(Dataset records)

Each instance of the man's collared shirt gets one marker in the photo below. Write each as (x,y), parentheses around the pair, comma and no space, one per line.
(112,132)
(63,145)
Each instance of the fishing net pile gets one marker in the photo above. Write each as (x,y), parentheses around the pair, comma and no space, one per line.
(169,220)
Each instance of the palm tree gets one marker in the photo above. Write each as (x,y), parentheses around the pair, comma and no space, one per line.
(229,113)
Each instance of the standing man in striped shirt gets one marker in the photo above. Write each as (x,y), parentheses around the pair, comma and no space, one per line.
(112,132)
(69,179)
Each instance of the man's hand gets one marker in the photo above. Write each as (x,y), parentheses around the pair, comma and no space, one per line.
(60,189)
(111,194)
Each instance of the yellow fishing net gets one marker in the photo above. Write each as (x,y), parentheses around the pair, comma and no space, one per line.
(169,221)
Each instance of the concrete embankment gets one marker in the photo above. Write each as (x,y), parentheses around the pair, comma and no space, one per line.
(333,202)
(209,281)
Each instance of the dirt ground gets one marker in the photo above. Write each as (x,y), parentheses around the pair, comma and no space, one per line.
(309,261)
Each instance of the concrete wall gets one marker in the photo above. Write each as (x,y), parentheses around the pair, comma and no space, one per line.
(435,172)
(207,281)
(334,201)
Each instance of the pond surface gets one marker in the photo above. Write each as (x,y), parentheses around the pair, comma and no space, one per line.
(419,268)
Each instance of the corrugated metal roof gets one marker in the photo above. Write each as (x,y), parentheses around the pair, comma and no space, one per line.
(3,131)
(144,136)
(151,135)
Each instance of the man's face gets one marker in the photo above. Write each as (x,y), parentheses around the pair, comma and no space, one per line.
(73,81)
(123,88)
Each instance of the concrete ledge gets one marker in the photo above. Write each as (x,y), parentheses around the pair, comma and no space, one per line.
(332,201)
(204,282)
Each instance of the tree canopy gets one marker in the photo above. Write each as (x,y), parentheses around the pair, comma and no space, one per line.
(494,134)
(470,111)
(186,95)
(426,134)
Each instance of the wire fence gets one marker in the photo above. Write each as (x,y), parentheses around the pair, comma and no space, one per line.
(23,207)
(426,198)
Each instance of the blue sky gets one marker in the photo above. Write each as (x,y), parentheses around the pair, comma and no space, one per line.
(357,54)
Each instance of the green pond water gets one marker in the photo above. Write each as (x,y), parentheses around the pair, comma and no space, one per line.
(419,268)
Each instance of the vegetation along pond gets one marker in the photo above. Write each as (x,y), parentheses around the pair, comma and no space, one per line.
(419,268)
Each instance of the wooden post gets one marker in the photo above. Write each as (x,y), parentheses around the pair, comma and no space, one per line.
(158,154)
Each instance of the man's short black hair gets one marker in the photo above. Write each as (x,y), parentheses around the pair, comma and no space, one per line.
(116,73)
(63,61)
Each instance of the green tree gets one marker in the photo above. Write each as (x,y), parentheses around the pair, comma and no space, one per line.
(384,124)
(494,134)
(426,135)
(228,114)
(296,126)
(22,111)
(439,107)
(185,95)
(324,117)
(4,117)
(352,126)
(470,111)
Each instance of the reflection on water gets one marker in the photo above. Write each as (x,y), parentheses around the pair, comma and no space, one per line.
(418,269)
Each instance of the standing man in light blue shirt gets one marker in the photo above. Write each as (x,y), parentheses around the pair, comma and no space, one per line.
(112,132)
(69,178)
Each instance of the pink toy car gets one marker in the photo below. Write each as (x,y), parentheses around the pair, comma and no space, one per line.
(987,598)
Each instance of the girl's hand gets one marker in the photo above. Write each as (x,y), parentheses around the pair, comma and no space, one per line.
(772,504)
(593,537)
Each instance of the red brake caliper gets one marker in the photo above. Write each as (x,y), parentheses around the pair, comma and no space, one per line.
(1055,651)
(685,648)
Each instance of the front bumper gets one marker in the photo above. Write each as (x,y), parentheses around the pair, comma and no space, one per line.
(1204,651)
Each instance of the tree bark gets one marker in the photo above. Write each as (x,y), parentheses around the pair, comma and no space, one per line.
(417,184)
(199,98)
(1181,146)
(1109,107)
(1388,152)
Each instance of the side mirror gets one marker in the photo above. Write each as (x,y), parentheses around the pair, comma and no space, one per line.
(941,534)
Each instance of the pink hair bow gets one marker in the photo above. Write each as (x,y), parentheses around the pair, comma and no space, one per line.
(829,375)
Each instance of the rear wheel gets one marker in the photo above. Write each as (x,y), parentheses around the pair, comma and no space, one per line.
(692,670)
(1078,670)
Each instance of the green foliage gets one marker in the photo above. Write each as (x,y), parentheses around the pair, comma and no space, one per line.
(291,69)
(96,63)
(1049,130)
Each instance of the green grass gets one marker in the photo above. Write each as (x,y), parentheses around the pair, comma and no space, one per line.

• **What you should do**
Output the rows above exactly as they appear, line for line.

• **Response**
Each instance of the man's collared shirt gets one marker in the photo below. Write each as (x,y), parentheses around the pair, comma and no space, one per line.
(112,132)
(63,145)
Each instance of the fishing net pile gets one marker in the photo above. Write each as (x,y), parentheses around the pair, comma and no space, one per line.
(169,220)
Each instance of the palm tree gets one marker in the photo above. Write each as (x,y), parentheses around the pair, comma and no space, one per line.
(229,113)
Each instance of the standing man in striped shirt gets one marker in the photo above. Write each as (x,y), parentheses around the pair, comma and no space, one per line.
(112,132)
(69,179)
Each instance of the man's hand gets one marker in the photo above. Write each as (x,y), parentheses around the pair, comma and no space, one per line.
(60,189)
(111,194)
Each instance of the yellow fishing net gets one marker in the photo above. Write each as (x,y), parentheses around the pair, comma and no space, one per line.
(169,221)
Each instance of the concrete embankment gets one marker in the photo above. Write each as (x,y), parentheses around the pair, comma and no space, one per line.
(333,202)
(209,281)
Each instance of the dirt ground gets one marker in the photo above. Write each as (x,y), parentheses around the pair, comma and no space, one per line.
(309,261)
Each instance of the concrete wall gets one marker in the photo above. Write each as (x,y), parentheses around the pair, comma and no space, one per line.
(435,172)
(207,281)
(334,201)
Each instance of the pond surface gets one marker in the photo above. Write each as (x,y), parentheses around the pair, comma and no space, one per line.
(419,268)
Each instance of the corrugated metal roof gets one marker in the photo above. Write each as (x,y), parentheses around the pair, comma and no space, one per line.
(3,131)
(144,136)
(151,135)
Each instance of the man's face gets one marker in the photo above. Write each as (x,y), parentheses around the pair, comma and no space, one per line.
(73,81)
(123,88)
Each instance of the concrete ledge gets one marker in the photo above. Write each as (x,y), parentheses around the pair, comma and no space, one per line.
(332,201)
(204,282)
Each instance of the tree canopy gets one marker in the photo above. Write each as (x,y), parentheses around the pair, comma and no space, one per line.
(494,134)
(470,111)
(186,95)
(426,134)
Each instance of the wire fence gets one marker in the photo above. Write each as (x,y), parentheses around the pair, comma and no space, one per line.
(23,207)
(426,198)
Each instance of the blue sky gets one marker in the photo above. Write each as (x,y), parentheses around the pair, comma and no space, one per line.
(357,54)
Each instance of the green pond water gets one marker in the photo above. Write each as (x,y), parentheses around the pair, comma and no space, one per line.
(419,268)
Each instance of the vegetation along pond gets one marker in the photo above. Write each as (x,y), parentheses around the pair, comma and no space, one per line.
(419,268)
Each instance of the wooden post gets one marker in the photo above. Write each as (x,y), parentheses around the pair, comma and no space, one per line.
(158,154)
Each instance of the man's short black hair gets one marker in the photo above. Write each as (x,y), parentheses around the pair, comma and no space, one per line.
(116,73)
(63,61)
Each instance of the green tree gets one marker in the photo above. Write each as (x,y), parentheses around the pair, comma and no space, one per line.
(384,124)
(494,134)
(426,135)
(228,114)
(296,126)
(22,111)
(439,107)
(185,95)
(324,117)
(4,117)
(352,126)
(470,111)
Each instance of the reflection on water gets one marker in the photo above. Write each as (x,y), parentheses around the pair, comma and no space, one per line.
(418,269)
Each instance of the standing man in light blue shirt gets one marker in the photo above. Write each as (x,y), parentheses around the pair, comma and no space, one per line.
(112,132)
(69,178)
Each instance of the pink toy car gets one marker in the photo below. Write each as (x,y), parentheses around the pair, comma and no space, one per line.
(987,598)
Each instance of the girl's hand gets one marker in the photo above. Write each as (x,y), parentheses around the pair, comma and no space, one per line.
(772,504)
(593,537)
Each instance of the red brake caliper gets one marker in the photo above. Write each as (x,y), parentheses around the pair, comma and no space, one per line.
(1055,651)
(685,648)
Each instance of the front bumper gets one marker in the photo above. Write each as (x,y), parentheses around the pair, comma and no space, one per line.
(1204,651)
Each instance of the tree bark gets one marker in the photo above. Write each as (x,y), parentheses around the pair, comma and no space, one per line.
(417,184)
(199,98)
(1181,146)
(1109,107)
(1388,152)
Each instance of the side mirror gets one marker in the photo above. Write each as (x,y), parentheses around the pair, comma and no space, one per line.
(941,534)
Each instance of the pink hair bow gets one marker in the photo above. Write each as (x,y), parentheses around the pair, comma and no space, one per line.
(829,375)
Each instance of the rear wheel gets one marker in the photo above. Write each as (x,y), parentheses around the pair, comma and no space, one per line.
(692,670)
(1078,670)
Each instance of the green foliage gets one marker in the photo above. Write each as (x,y), parentheses around the pair, comma and no space, one per line.
(291,69)
(96,63)
(1049,130)
Each instance of the green grass gets one marker in the photo above. Write each as (x,y), parentheses around the pair, comma and no space, one per line.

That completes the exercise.